**PASSAGE FOR REVIEW**
Start of Block

It’s frustrating how looks or aesthetics matter so much in so many social circles. If you don’t fit a particular aesthetic, or if you just aren’t attractive, it sends off some non-verbal signal that you don’t belong in that group.

I physically can’t look conventionally attractive unless I get plastic surgery or completely change my body- and I know that because even moderately conventionally attractive people just don’t accept me as friends very often. I must be in the minority, because most people are just normal looking, but I don’t seem to be good enough for them.

7 comments
  1. I’d be careful attributing so much to your physical appearance. It may even be mostly true, but thinking that way isn’t going to do you much good. Focus on the things you can change (without plastic surgery lol).

    Most people who are outcasts and aren’t too cute have a bunch of other problems that come together to scare people away. Some attractiveness is manageable, like fitness, hygiene, fashion, makeup? (I’m a guy and don’t wear makeup so Idk how that works lol, but in theory, it adds another degree of control), posture, & demeanor. Beyond that, some of us ugly people will spiral into other habits that repel people because of the initial bad start, so really people might be avoiding you because of the way you talk or smell or look at people or how much money you have or your weird hobbies, or any number of things.

End of Block

**PROBLEM TO WORK ON**
In the post about looks and social belonging, what does the first comment tell the writer to focus on?

Rows contained in a dataset

Start of Block

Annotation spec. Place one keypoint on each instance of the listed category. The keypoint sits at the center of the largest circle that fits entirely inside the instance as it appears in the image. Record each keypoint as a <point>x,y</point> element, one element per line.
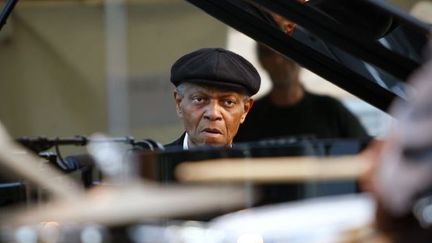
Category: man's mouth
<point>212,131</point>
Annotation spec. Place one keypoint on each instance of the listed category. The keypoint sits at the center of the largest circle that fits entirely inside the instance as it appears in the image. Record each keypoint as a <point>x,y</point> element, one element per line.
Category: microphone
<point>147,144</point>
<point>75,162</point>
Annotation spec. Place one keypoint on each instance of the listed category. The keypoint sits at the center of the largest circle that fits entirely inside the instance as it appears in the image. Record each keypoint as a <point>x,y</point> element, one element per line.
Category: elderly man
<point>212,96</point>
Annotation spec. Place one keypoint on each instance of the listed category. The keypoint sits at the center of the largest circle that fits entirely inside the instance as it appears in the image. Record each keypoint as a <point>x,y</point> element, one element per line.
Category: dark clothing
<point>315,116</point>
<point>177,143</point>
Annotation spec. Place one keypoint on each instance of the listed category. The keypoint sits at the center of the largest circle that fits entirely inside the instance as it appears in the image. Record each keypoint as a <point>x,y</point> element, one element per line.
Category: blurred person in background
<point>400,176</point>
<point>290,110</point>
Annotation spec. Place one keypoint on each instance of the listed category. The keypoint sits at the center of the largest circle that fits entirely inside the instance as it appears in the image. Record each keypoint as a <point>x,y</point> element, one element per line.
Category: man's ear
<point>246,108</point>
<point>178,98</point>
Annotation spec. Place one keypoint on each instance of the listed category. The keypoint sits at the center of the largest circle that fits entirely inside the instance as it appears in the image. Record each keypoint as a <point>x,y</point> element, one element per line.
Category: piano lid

End of Block

**EXERCISE SOLUTION**
The things the writer can change, without plastic surgery.